start Text

This about what to look for when reconditioning a crankshaft, not any sort of modification. What to do when rebuilding your engine.

Once the rods have been removed from the crankshaft, some basic inspections should take place. How do the journals look? If they show signs of wear, any scoring from dirt, is the flywheel mating surface in good condition. Does it look like the flywheel has come lose and any metal transfer happened? The earlier 6 bolt crankshafts came loose, and the flywheel face would show signs of metal transfer. The later crankshafts went to a 9-bolt connection which has proven successful. These inspections give you an idea what repair may be required.

The threaded bores for the flywheel bolts should be checked along with the front crank pulley bolt bore. If any if these need repair, be extremely careful. Make sure you know the thread class and if the flywheel bores need repair, do not force the repair tap past the bottom of the bore as it will push the thrust face inwards where the bearing runs. This part of the crankshaft is “soft”.

The next procedures should be based on a certain sequence.

Nondestructive Magnaflux crack checking is first. If the crank is cracked it could be non-repairable, so no other checking will be needed. They can be welded if the crack is in a certain direction. Your machine shop will advise here. This can get expensive.

end Text
start Material supplied

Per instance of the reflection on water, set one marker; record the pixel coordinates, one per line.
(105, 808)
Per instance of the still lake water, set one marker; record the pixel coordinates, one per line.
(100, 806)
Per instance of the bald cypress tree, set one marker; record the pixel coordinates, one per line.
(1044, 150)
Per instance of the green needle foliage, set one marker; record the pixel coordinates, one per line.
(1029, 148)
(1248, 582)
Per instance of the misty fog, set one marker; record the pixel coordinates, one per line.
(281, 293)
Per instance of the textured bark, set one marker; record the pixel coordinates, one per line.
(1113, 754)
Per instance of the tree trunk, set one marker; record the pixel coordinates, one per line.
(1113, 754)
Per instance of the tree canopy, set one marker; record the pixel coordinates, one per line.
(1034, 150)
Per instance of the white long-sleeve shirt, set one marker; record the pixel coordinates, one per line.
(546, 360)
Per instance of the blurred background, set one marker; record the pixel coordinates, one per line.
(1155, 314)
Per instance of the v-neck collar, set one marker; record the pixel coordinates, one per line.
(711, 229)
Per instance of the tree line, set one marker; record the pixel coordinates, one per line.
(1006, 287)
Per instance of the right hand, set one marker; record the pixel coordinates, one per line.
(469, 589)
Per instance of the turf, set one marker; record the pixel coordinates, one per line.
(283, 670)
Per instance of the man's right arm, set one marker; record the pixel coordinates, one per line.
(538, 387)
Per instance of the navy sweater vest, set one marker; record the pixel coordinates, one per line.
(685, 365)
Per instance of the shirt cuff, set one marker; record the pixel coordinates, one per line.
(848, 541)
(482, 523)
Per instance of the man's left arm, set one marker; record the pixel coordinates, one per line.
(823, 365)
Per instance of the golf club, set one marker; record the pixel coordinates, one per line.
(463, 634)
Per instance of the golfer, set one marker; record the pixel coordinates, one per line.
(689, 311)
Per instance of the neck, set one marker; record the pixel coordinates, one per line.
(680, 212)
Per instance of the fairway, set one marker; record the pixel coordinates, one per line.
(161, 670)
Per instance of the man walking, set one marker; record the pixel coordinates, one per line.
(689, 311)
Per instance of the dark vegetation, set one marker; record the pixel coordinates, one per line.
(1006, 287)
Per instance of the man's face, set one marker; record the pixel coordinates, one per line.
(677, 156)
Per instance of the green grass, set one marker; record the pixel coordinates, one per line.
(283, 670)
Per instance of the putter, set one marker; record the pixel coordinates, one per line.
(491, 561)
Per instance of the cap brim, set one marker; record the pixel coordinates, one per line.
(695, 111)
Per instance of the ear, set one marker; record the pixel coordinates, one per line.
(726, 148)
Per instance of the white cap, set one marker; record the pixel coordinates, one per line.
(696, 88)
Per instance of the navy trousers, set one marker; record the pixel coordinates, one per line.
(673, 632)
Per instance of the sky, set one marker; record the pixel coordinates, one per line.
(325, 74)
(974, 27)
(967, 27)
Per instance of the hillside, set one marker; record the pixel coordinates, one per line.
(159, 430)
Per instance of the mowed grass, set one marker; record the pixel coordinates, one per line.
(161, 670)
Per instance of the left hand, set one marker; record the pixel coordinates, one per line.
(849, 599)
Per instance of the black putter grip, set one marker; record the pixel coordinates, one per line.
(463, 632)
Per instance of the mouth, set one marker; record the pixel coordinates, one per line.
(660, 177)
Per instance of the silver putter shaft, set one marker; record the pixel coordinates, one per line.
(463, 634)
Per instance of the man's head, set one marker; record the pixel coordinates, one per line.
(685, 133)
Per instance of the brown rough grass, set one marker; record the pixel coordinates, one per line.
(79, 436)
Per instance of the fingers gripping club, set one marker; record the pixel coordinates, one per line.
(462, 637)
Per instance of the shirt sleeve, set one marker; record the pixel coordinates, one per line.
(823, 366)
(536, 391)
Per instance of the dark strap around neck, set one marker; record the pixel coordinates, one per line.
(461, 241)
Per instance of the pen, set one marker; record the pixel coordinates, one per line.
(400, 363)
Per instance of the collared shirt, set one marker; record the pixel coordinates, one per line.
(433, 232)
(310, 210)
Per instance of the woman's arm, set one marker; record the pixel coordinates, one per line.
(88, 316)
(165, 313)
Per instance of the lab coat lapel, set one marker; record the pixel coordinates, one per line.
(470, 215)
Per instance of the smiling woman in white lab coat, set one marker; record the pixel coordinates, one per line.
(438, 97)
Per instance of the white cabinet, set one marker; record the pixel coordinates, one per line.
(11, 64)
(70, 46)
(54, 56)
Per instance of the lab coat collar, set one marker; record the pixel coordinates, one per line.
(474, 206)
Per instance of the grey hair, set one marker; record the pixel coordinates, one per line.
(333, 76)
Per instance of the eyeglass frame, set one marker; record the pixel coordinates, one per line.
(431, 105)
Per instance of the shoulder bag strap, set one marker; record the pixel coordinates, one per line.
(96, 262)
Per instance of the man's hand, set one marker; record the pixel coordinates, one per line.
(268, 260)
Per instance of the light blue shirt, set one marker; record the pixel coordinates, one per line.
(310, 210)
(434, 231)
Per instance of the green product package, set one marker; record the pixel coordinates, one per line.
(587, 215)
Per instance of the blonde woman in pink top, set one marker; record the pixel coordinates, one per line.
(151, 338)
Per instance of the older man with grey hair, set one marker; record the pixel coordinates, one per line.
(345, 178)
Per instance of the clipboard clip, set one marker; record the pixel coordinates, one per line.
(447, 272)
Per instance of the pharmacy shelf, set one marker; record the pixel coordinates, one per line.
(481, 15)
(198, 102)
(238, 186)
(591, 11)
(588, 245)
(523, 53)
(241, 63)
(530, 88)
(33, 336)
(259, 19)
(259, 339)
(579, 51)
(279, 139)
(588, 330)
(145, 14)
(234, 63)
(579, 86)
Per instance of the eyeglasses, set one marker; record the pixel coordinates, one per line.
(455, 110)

end Material supplied

◆ Goal
Write out the part of the crankshaft text starting with "The threaded bores" and going on through "a certain sequence.", word for word.

◆ Solution for this problem
The threaded bores for the flywheel bolts should be checked along with the front crank pulley bolt bore. If any if these need repair, be extremely careful. Make sure you know the thread class and if the flywheel bores need repair, do not force the repair tap past the bottom of the bore as it will push the thrust face inwards where the bearing runs. This part of the crankshaft is “soft”.

The next procedures should be based on a certain sequence.